**Aim**
In the records below, find every line containing the word "wall" and copy each of those lines.

**Data shown**
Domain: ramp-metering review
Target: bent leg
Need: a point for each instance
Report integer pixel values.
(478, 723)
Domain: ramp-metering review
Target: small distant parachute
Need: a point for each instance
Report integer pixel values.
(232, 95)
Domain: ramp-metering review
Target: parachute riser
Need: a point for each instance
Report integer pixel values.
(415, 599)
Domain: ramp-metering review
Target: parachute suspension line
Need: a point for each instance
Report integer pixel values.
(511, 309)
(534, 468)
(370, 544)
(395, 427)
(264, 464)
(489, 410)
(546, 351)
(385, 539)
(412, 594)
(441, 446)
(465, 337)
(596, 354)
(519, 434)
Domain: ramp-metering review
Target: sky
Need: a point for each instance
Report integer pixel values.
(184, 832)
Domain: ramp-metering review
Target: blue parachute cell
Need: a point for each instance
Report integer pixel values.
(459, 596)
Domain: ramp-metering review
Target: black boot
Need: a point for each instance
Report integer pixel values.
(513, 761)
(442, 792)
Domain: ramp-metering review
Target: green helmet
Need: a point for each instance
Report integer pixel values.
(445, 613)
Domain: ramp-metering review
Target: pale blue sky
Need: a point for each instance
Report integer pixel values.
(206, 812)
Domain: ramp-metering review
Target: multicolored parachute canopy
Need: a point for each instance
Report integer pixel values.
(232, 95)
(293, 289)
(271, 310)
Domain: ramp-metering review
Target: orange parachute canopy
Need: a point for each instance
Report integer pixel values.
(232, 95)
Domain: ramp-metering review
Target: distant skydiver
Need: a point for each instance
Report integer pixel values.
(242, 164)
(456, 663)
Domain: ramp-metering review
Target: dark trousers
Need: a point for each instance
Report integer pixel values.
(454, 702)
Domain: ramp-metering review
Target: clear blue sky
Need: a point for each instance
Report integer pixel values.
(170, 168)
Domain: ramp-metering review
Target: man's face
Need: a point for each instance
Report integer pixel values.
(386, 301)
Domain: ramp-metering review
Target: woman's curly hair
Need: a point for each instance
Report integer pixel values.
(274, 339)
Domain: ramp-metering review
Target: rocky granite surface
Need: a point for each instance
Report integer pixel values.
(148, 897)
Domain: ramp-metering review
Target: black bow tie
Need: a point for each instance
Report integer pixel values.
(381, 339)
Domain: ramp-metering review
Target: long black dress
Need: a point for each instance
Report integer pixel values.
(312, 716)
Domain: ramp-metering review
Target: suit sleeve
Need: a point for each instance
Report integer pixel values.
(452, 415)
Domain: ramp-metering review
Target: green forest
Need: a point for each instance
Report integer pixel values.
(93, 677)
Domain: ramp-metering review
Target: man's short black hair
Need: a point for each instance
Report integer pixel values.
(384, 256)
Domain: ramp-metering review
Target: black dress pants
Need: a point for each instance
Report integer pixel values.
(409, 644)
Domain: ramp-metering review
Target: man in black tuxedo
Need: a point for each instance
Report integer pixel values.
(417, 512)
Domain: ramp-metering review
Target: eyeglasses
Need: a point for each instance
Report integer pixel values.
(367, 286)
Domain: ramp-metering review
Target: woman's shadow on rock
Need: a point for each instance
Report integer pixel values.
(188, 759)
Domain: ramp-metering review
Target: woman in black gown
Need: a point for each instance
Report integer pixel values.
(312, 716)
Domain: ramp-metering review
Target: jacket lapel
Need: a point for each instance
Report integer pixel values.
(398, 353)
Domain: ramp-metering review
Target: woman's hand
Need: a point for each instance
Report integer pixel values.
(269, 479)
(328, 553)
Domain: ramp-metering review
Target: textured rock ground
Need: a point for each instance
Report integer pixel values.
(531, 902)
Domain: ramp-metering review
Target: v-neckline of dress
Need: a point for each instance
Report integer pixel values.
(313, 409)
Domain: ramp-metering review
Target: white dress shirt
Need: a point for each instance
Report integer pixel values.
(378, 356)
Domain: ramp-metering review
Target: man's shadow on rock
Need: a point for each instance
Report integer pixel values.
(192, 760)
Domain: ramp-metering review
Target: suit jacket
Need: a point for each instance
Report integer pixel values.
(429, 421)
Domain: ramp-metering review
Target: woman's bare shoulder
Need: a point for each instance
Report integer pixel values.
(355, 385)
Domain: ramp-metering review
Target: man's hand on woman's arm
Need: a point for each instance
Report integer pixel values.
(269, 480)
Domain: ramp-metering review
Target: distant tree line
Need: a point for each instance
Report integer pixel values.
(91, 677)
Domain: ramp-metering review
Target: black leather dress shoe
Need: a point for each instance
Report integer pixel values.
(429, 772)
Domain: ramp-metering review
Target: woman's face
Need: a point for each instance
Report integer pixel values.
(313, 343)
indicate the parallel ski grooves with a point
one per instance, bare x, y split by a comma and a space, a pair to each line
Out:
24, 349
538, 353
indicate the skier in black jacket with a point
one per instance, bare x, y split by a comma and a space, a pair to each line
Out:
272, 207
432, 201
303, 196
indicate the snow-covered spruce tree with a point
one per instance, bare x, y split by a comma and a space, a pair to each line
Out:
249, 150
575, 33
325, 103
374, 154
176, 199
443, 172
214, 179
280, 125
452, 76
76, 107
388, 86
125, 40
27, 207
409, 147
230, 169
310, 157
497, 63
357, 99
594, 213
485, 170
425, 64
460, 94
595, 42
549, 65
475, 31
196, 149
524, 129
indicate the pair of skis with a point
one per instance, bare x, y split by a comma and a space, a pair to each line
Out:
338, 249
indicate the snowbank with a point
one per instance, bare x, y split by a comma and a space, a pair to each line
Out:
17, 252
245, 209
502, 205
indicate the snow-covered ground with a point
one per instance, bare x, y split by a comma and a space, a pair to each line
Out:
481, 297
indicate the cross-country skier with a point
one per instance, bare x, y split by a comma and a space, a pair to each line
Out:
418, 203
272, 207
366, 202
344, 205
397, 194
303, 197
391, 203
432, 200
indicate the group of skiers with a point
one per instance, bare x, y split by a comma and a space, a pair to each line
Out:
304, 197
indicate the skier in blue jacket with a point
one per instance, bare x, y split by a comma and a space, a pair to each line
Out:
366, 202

* * *

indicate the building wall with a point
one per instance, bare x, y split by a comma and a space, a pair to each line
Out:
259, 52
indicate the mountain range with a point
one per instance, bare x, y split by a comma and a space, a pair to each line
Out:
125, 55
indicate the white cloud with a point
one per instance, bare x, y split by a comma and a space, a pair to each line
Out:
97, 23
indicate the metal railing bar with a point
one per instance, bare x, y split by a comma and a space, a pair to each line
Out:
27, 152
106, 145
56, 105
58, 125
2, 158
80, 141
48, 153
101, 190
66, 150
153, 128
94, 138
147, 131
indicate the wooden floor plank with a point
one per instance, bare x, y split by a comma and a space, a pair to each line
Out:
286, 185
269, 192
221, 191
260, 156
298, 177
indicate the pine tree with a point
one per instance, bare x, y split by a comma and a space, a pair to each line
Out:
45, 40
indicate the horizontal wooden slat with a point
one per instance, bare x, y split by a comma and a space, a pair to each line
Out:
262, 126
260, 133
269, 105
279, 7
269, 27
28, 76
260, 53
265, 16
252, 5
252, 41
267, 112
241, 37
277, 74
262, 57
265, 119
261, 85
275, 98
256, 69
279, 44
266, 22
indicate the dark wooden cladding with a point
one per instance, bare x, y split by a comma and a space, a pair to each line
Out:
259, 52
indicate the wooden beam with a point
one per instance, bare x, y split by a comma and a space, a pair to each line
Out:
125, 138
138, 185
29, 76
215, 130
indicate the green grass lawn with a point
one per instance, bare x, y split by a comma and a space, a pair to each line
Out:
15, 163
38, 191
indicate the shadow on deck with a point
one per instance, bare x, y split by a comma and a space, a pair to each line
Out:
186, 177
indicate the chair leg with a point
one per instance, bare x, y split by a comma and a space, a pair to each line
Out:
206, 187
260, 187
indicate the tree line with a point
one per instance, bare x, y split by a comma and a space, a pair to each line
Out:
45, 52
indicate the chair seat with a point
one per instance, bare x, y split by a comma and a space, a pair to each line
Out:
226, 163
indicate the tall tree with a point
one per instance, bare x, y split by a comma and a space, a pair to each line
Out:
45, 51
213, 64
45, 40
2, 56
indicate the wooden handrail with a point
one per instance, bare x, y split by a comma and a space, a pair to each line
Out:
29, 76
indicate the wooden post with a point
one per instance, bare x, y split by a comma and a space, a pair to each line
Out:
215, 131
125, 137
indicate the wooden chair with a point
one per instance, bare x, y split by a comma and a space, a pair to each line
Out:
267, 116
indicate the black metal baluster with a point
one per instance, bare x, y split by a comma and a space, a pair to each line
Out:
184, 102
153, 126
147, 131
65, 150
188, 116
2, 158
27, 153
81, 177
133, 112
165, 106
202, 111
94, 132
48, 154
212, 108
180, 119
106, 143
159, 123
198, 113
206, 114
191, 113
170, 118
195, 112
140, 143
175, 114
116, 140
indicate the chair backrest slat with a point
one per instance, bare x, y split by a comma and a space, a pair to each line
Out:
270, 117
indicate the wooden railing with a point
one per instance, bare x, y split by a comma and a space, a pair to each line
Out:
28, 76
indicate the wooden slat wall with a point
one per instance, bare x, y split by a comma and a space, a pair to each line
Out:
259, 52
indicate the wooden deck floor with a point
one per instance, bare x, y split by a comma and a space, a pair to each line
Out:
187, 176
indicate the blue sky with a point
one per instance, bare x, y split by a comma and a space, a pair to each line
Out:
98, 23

**Response to the exercise**
indicate the building wall with a point
indicate the wooden slat wall with a point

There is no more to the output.